Task to complete » Filter the data for "below" and copy matching lines.

╭─ Information supplied

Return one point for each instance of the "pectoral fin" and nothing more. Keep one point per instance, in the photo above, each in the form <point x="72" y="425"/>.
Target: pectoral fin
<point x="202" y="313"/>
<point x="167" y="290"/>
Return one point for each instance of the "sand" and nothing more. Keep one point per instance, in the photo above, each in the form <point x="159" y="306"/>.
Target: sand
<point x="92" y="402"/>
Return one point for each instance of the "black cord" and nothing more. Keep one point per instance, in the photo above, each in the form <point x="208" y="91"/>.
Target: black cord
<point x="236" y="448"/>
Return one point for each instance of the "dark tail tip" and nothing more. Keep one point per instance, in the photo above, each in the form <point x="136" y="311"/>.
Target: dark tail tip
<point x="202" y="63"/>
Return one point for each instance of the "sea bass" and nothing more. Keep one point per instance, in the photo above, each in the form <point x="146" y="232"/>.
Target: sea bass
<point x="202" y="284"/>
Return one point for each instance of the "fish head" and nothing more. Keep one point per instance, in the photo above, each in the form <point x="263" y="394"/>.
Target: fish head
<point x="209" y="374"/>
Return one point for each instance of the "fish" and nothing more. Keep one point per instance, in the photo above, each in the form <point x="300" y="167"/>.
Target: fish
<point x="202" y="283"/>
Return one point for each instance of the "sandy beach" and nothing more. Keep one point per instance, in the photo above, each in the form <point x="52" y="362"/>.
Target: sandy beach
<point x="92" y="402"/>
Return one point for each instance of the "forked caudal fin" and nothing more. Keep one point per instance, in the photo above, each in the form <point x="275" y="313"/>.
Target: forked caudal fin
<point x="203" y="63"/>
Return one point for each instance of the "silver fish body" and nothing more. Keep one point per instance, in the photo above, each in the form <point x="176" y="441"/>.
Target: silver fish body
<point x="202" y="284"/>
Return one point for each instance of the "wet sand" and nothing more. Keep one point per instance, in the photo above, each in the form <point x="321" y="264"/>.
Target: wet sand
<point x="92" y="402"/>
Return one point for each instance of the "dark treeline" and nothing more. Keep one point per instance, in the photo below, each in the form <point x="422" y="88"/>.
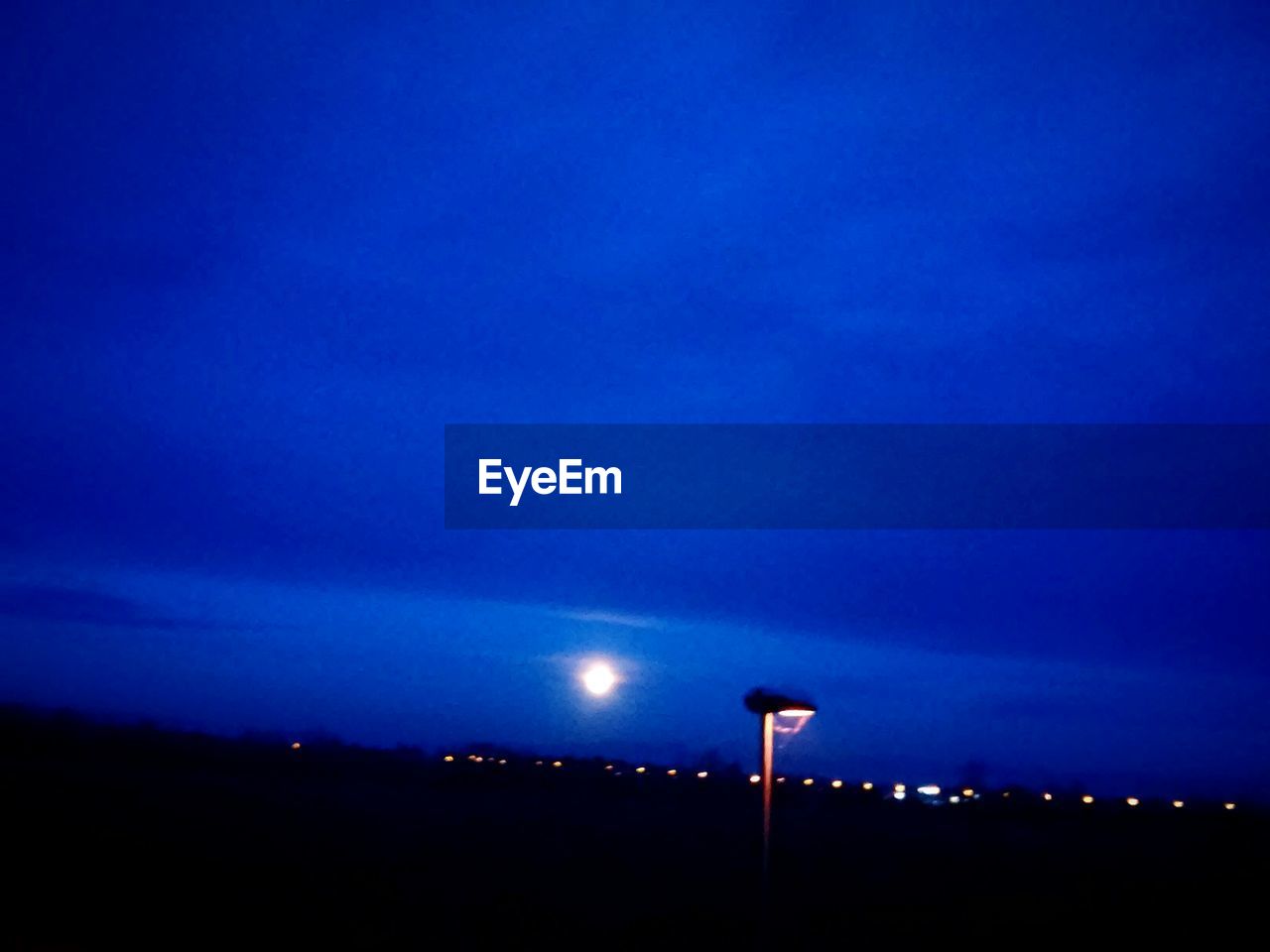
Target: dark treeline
<point x="146" y="837"/>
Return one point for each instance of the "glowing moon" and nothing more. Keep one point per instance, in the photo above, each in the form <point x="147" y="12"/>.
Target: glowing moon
<point x="598" y="678"/>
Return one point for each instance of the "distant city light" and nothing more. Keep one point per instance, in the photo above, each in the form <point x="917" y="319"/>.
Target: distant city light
<point x="598" y="678"/>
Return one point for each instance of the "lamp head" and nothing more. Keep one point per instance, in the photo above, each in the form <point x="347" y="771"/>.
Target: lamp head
<point x="762" y="702"/>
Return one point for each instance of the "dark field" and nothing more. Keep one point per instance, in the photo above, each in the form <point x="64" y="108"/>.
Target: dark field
<point x="135" y="837"/>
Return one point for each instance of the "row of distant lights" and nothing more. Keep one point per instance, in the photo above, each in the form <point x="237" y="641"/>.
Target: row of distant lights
<point x="898" y="792"/>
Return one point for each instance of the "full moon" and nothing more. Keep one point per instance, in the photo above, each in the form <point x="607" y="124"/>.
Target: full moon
<point x="598" y="678"/>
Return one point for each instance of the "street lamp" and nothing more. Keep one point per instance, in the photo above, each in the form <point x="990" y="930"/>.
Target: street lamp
<point x="769" y="706"/>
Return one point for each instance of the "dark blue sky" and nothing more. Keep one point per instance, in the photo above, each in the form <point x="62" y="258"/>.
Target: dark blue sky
<point x="255" y="259"/>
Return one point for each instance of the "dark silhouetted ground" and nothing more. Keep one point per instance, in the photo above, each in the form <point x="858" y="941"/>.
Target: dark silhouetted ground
<point x="134" y="837"/>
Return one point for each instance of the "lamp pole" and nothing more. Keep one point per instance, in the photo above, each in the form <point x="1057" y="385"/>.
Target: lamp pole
<point x="765" y="747"/>
<point x="769" y="706"/>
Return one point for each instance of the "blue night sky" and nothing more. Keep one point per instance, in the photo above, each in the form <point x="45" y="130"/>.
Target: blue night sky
<point x="255" y="255"/>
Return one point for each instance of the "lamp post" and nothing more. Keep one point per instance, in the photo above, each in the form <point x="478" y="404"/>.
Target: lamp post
<point x="769" y="706"/>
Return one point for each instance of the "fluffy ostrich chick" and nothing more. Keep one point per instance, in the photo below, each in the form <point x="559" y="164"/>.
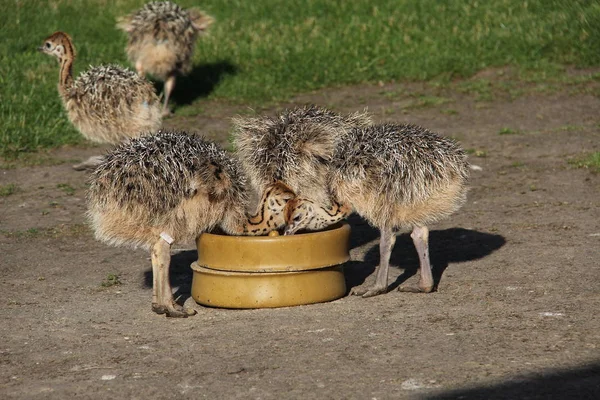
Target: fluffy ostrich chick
<point x="396" y="177"/>
<point x="161" y="41"/>
<point x="107" y="103"/>
<point x="167" y="188"/>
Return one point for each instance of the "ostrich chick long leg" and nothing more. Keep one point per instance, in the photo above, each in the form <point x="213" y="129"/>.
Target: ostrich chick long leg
<point x="162" y="297"/>
<point x="386" y="244"/>
<point x="420" y="237"/>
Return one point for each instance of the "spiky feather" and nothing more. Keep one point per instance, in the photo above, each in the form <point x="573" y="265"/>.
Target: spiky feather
<point x="295" y="146"/>
<point x="399" y="175"/>
<point x="147" y="181"/>
<point x="162" y="36"/>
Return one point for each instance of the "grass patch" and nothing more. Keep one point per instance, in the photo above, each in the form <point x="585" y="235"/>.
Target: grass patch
<point x="7" y="190"/>
<point x="423" y="101"/>
<point x="269" y="50"/>
<point x="64" y="230"/>
<point x="477" y="152"/>
<point x="591" y="162"/>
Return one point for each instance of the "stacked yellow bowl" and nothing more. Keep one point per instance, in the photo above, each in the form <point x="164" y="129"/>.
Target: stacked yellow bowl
<point x="271" y="271"/>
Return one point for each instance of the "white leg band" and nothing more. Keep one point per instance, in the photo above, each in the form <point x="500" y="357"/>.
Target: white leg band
<point x="167" y="238"/>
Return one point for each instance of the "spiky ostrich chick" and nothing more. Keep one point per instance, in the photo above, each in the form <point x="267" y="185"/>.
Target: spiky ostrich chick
<point x="167" y="188"/>
<point x="396" y="177"/>
<point x="107" y="103"/>
<point x="295" y="147"/>
<point x="161" y="40"/>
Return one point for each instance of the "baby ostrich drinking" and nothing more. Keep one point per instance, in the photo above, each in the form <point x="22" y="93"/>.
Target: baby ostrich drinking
<point x="396" y="177"/>
<point x="168" y="188"/>
<point x="161" y="40"/>
<point x="107" y="104"/>
<point x="295" y="147"/>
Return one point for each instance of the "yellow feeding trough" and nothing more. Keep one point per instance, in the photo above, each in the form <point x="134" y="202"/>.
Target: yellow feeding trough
<point x="270" y="271"/>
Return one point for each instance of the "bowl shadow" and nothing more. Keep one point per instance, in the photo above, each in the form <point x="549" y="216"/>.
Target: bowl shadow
<point x="200" y="82"/>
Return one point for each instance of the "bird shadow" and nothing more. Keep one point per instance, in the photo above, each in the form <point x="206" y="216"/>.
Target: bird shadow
<point x="200" y="82"/>
<point x="446" y="246"/>
<point x="180" y="275"/>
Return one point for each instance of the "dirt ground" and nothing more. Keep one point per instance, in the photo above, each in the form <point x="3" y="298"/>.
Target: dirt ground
<point x="515" y="315"/>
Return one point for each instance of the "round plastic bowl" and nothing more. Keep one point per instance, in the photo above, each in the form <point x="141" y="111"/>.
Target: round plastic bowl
<point x="270" y="271"/>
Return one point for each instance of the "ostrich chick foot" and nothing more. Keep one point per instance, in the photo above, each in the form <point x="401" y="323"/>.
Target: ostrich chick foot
<point x="173" y="310"/>
<point x="368" y="291"/>
<point x="420" y="287"/>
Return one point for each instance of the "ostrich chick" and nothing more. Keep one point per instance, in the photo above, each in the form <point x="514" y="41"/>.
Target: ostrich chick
<point x="295" y="147"/>
<point x="107" y="103"/>
<point x="396" y="177"/>
<point x="161" y="40"/>
<point x="168" y="188"/>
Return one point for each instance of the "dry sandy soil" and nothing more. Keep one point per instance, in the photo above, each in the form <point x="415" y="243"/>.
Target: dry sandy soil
<point x="515" y="314"/>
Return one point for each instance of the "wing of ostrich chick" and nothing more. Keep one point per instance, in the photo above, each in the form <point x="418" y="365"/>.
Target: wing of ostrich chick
<point x="303" y="213"/>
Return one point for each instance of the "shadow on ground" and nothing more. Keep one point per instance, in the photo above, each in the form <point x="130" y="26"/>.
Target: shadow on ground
<point x="446" y="246"/>
<point x="199" y="83"/>
<point x="572" y="383"/>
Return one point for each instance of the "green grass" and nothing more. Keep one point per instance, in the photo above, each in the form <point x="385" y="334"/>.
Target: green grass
<point x="268" y="50"/>
<point x="591" y="162"/>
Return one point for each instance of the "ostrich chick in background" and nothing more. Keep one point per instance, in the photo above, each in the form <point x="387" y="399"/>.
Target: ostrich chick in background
<point x="107" y="104"/>
<point x="161" y="40"/>
<point x="396" y="177"/>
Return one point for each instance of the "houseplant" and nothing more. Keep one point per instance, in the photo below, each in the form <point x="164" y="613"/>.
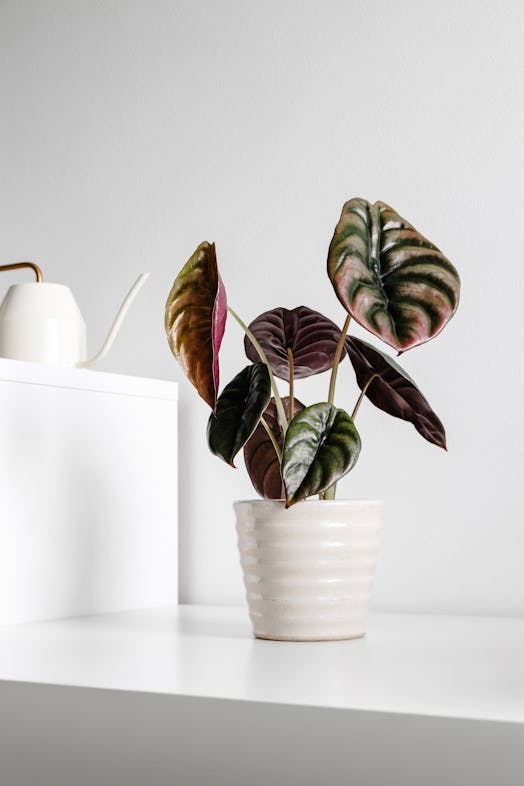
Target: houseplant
<point x="308" y="567"/>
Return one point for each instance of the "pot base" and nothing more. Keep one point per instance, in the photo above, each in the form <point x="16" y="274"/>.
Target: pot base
<point x="346" y="637"/>
<point x="308" y="570"/>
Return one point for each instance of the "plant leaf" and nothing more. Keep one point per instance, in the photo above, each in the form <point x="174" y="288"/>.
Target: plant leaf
<point x="393" y="390"/>
<point x="321" y="446"/>
<point x="261" y="460"/>
<point x="195" y="320"/>
<point x="392" y="281"/>
<point x="238" y="411"/>
<point x="311" y="337"/>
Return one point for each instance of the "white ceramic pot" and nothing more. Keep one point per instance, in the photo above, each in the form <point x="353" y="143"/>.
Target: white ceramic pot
<point x="308" y="570"/>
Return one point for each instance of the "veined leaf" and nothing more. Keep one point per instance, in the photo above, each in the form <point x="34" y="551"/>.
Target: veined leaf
<point x="238" y="411"/>
<point x="393" y="390"/>
<point x="321" y="446"/>
<point x="195" y="320"/>
<point x="260" y="457"/>
<point x="392" y="281"/>
<point x="311" y="337"/>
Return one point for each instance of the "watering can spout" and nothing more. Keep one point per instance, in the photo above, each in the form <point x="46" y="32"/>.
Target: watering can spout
<point x="117" y="324"/>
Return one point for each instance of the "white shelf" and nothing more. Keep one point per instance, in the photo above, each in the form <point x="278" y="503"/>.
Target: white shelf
<point x="185" y="695"/>
<point x="442" y="666"/>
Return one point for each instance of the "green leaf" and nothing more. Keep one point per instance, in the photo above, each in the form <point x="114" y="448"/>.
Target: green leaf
<point x="392" y="281"/>
<point x="195" y="320"/>
<point x="239" y="409"/>
<point x="321" y="446"/>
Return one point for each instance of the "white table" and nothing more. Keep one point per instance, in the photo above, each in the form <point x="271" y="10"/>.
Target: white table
<point x="185" y="695"/>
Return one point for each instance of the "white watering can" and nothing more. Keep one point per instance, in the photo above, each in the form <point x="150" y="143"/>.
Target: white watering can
<point x="41" y="322"/>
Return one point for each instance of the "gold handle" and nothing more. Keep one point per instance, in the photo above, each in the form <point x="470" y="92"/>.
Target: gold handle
<point x="19" y="265"/>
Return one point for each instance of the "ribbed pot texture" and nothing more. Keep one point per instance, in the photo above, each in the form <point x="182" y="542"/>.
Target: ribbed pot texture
<point x="308" y="570"/>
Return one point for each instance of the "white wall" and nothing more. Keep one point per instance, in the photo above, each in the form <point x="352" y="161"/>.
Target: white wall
<point x="132" y="130"/>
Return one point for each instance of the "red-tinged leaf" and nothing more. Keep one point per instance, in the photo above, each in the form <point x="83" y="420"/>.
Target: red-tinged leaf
<point x="260" y="457"/>
<point x="311" y="337"/>
<point x="392" y="281"/>
<point x="393" y="390"/>
<point x="195" y="319"/>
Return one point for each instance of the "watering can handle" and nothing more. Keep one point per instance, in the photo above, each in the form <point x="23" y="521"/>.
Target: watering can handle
<point x="19" y="265"/>
<point x="115" y="327"/>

╰─

Problem solution »
Return one point for each instance of the "dark treeline" and nothing more. Keep one point per instance, in the photo below, each in the form <point x="422" y="88"/>.
Return one point for each instance of the "fluffy ostrich chick" and nothing more. Keep one point per instance, in the photo below, each in the form <point x="559" y="164"/>.
Return one point for each instance of the "houseplant" and nothing more. Keep one point per instance, in the photo below, each in the form <point x="164" y="613"/>.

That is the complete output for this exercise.